Of all the entries below, only the lines from the one with "positive clicks: (284, 54) (270, 58)" up to and including the one with "box: [543, 233, 645, 260]" are to be duplicated exactly.

◆ Supplied records
————
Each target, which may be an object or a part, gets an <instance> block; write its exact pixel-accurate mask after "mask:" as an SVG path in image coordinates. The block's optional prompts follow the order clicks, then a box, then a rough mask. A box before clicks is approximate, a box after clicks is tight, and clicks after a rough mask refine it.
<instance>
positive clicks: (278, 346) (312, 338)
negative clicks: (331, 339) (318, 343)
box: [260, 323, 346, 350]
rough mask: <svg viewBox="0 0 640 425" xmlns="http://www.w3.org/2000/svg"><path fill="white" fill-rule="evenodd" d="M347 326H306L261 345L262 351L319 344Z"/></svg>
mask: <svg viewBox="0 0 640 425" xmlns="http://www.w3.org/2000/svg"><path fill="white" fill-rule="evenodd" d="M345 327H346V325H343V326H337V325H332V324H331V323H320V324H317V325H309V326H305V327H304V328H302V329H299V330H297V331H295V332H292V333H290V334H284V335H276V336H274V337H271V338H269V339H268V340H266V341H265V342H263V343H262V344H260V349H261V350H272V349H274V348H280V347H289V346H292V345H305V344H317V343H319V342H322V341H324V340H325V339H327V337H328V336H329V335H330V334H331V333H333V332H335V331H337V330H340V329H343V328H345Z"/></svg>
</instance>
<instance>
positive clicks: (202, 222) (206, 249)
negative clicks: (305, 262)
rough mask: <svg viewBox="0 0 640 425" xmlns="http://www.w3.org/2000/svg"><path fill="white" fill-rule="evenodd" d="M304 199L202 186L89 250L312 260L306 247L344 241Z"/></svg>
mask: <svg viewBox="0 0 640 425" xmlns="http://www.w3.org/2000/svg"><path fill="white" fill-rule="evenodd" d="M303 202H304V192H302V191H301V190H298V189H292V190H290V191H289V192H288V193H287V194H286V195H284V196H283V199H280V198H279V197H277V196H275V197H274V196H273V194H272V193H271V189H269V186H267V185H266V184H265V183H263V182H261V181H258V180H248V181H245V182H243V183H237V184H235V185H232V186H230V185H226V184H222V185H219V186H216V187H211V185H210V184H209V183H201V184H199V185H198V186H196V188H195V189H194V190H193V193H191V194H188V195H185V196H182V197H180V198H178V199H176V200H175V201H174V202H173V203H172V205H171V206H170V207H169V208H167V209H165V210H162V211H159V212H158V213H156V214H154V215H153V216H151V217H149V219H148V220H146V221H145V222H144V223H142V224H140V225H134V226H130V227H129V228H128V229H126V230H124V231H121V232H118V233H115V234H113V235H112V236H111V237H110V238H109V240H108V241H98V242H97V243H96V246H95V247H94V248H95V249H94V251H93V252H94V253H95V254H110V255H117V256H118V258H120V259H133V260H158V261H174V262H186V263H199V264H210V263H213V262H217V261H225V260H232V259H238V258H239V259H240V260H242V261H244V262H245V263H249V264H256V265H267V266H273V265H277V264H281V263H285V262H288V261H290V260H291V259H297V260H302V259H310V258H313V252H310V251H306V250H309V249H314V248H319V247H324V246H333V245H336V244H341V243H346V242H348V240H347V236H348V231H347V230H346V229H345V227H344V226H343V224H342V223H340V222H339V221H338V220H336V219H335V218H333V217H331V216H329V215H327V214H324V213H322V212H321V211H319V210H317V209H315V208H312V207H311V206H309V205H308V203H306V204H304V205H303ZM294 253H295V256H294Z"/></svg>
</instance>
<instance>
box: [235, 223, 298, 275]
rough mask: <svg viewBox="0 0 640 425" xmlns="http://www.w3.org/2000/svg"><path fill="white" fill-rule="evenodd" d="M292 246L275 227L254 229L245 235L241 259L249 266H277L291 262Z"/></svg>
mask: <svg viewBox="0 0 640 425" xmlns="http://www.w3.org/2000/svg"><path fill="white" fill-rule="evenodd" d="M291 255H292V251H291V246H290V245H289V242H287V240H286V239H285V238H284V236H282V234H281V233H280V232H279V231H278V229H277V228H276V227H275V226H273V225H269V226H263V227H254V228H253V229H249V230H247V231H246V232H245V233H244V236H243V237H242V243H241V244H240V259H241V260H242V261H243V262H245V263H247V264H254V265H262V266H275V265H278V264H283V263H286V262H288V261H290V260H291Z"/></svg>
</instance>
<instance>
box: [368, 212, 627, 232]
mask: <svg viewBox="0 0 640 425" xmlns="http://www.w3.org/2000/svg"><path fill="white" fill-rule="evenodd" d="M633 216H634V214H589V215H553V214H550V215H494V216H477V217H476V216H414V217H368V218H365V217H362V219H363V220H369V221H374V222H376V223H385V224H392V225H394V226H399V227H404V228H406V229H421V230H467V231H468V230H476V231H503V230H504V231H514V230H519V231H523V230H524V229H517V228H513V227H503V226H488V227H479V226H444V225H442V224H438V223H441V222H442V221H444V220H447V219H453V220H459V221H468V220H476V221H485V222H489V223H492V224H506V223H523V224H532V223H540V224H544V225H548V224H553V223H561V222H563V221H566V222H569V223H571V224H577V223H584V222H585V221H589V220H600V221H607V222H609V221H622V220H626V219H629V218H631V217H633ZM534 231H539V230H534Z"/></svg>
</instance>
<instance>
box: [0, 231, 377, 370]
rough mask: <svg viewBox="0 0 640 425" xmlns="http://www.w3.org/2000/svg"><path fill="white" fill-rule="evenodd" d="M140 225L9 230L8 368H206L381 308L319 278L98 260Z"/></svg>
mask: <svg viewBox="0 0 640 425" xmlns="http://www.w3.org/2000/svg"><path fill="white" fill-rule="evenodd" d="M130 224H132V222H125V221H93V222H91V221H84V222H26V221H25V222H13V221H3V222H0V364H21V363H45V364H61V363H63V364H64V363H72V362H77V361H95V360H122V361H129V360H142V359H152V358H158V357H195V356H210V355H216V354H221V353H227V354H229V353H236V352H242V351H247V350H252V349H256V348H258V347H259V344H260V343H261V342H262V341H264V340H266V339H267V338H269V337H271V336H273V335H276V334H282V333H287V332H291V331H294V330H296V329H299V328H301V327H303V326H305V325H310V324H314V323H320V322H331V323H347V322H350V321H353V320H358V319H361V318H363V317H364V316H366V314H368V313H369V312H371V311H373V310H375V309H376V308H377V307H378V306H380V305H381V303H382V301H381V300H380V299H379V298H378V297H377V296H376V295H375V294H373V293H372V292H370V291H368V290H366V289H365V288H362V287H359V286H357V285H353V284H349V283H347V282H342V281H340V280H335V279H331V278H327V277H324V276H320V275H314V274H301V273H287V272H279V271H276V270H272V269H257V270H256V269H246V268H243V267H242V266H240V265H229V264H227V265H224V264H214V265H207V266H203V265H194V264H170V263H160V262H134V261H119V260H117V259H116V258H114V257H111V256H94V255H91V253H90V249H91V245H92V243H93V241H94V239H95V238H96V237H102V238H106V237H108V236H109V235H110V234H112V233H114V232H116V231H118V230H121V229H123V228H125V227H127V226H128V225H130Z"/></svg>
————
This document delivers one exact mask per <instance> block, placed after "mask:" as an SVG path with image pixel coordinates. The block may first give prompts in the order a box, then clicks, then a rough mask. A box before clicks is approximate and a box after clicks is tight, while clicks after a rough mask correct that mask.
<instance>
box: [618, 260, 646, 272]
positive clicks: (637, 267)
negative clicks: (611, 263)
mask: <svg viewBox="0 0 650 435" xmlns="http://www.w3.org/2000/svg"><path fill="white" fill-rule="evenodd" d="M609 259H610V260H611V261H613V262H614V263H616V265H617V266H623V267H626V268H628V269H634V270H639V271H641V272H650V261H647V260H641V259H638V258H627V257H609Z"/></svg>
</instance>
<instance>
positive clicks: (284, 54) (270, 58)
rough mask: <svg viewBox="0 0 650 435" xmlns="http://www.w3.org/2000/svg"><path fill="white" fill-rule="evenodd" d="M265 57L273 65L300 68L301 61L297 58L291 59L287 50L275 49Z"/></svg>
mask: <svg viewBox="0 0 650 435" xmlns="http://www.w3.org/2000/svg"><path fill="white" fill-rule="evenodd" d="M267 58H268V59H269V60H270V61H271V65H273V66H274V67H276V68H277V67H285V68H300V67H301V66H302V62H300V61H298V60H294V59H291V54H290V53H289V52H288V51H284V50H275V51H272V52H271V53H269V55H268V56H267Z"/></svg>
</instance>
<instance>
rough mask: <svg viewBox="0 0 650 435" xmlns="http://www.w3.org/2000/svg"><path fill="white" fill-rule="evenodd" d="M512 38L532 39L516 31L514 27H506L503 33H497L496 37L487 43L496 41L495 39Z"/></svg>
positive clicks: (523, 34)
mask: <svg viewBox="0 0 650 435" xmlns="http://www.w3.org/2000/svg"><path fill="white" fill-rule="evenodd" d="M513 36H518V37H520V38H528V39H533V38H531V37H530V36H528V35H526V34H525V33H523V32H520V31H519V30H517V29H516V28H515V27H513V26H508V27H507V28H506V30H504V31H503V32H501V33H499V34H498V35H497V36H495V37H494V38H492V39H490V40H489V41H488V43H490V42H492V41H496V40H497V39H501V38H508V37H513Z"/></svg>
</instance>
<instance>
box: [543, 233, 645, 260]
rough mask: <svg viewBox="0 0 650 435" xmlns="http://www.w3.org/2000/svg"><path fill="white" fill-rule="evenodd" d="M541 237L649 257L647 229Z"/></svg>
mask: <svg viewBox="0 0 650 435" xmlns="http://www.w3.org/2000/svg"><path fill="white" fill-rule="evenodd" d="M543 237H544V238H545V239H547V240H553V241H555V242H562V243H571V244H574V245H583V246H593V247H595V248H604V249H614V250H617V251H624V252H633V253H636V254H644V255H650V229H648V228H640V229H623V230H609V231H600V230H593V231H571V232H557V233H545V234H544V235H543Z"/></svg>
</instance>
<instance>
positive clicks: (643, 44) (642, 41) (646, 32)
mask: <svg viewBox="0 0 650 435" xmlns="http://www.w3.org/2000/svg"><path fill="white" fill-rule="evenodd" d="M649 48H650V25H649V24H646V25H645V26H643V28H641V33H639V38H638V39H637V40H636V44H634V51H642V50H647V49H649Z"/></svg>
————
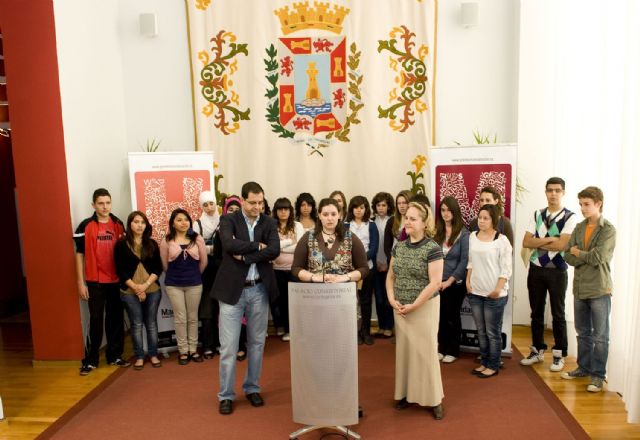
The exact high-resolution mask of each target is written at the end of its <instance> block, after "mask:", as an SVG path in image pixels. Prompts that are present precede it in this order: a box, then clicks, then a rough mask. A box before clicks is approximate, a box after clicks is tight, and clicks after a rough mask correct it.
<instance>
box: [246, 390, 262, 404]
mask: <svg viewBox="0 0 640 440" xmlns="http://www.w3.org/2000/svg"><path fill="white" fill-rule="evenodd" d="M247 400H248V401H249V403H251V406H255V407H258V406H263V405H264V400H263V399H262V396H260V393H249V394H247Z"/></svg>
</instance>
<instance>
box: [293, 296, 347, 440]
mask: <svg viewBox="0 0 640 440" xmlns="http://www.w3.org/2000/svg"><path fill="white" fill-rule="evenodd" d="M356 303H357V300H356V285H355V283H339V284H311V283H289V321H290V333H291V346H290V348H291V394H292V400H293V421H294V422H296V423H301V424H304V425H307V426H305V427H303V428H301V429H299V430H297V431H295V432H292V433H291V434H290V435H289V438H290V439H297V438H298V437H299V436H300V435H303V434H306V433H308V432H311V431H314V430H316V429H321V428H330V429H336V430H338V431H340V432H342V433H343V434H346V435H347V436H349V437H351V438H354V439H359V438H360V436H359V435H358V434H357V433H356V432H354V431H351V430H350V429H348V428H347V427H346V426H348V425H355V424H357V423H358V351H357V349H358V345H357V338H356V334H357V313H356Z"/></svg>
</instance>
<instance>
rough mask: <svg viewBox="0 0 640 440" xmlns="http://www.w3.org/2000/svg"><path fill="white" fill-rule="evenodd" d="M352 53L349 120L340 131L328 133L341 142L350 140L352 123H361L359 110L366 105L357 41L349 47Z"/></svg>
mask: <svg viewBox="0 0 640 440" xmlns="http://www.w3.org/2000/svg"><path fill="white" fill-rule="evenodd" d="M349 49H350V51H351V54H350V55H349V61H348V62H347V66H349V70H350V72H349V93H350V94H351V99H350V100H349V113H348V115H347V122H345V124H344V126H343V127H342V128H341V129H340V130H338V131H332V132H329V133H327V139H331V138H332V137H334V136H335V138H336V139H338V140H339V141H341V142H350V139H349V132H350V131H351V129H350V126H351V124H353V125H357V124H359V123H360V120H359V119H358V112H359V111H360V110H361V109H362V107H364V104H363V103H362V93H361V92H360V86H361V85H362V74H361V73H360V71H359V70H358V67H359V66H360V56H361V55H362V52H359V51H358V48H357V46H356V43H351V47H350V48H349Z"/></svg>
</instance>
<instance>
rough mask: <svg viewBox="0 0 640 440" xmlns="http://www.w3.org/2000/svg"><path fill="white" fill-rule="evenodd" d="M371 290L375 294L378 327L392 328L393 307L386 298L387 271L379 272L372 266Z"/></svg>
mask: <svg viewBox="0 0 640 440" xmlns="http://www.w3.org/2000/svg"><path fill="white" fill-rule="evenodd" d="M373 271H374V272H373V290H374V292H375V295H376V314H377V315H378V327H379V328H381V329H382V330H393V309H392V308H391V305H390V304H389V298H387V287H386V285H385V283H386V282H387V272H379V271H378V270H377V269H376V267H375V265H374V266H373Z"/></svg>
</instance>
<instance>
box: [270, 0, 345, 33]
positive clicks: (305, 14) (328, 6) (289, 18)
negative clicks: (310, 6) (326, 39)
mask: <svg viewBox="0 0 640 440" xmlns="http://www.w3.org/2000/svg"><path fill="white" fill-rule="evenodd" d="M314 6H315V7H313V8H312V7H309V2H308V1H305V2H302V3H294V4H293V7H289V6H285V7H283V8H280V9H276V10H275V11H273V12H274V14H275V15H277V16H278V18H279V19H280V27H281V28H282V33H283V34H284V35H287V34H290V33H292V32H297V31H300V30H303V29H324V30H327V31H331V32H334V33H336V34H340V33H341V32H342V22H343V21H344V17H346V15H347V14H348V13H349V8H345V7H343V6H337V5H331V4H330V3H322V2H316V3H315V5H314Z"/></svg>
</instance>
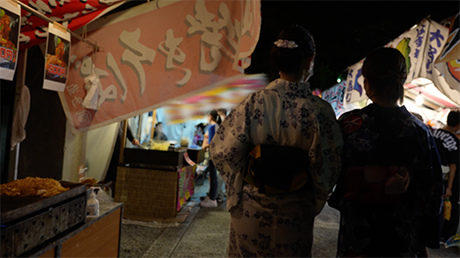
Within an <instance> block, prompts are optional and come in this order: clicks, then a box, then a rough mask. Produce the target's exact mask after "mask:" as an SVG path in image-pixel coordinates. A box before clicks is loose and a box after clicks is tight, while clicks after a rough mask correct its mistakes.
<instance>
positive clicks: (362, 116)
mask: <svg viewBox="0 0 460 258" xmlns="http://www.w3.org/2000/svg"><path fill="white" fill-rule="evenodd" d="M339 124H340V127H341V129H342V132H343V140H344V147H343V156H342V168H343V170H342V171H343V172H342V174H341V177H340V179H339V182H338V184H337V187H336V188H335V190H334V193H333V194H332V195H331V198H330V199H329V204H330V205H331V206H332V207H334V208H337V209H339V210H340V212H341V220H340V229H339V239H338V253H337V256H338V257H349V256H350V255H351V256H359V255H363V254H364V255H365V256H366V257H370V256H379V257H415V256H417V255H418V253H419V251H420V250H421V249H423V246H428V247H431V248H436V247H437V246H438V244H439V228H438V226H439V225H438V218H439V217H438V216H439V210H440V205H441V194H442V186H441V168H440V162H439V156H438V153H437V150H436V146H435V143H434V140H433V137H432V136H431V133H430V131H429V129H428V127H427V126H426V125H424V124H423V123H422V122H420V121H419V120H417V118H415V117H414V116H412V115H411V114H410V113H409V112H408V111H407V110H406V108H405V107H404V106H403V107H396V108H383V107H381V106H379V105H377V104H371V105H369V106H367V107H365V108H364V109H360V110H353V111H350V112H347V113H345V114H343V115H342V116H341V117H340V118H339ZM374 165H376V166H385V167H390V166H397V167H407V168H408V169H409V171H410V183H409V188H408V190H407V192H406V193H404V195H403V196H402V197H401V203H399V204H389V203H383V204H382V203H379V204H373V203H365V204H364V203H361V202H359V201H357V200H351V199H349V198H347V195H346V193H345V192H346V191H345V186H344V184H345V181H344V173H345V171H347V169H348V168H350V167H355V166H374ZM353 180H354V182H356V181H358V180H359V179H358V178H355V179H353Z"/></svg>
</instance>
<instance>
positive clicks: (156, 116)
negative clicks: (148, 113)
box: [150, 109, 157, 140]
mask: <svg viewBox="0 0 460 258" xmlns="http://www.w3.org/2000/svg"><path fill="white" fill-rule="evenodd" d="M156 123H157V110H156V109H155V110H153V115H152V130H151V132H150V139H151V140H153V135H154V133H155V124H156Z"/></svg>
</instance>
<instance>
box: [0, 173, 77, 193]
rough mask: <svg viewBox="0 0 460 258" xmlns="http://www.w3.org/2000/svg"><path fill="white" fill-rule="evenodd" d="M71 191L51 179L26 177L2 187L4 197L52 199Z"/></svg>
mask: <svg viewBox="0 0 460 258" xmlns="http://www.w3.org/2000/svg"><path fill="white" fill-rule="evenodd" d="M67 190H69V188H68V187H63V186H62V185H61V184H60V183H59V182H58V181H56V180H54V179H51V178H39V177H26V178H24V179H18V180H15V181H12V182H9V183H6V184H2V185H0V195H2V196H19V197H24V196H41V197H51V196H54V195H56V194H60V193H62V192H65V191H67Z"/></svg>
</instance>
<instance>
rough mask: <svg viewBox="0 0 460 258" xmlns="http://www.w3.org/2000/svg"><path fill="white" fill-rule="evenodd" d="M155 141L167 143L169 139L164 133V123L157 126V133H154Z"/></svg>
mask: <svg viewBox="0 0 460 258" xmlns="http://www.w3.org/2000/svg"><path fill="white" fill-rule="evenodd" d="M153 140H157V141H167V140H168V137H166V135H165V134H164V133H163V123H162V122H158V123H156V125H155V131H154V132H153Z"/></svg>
————
◆ Output of the task
positive clicks: (284, 54) (270, 58)
rough mask: <svg viewBox="0 0 650 435" xmlns="http://www.w3.org/2000/svg"><path fill="white" fill-rule="evenodd" d="M265 57L273 65L300 68L301 61L297 58L291 59L287 50L275 49Z"/></svg>
mask: <svg viewBox="0 0 650 435" xmlns="http://www.w3.org/2000/svg"><path fill="white" fill-rule="evenodd" d="M267 58H268V59H269V60H270V61H271V65H273V66H274V67H276V68H277V67H285V68H300V67H301V66H302V62H300V61H298V60H294V59H291V54H290V53H289V52H288V51H284V50H275V51H272V52H271V53H269V55H268V56H267Z"/></svg>
</instance>
<instance>
rough mask: <svg viewBox="0 0 650 435" xmlns="http://www.w3.org/2000/svg"><path fill="white" fill-rule="evenodd" d="M512 38L532 39L516 31L514 27H506L503 33H497L496 37L487 43L496 41L495 39Z"/></svg>
positive clicks: (523, 34)
mask: <svg viewBox="0 0 650 435" xmlns="http://www.w3.org/2000/svg"><path fill="white" fill-rule="evenodd" d="M513 36H518V37H520V38H528V39H533V38H531V37H530V36H528V35H526V34H525V33H523V32H520V31H519V30H517V29H516V28H515V27H513V26H508V27H507V28H506V30H504V31H503V32H501V33H499V34H498V35H497V36H495V37H494V38H492V39H490V40H489V41H488V43H490V42H492V41H496V40H497V39H501V38H508V37H513Z"/></svg>
</instance>
<instance>
box: [543, 233, 645, 260]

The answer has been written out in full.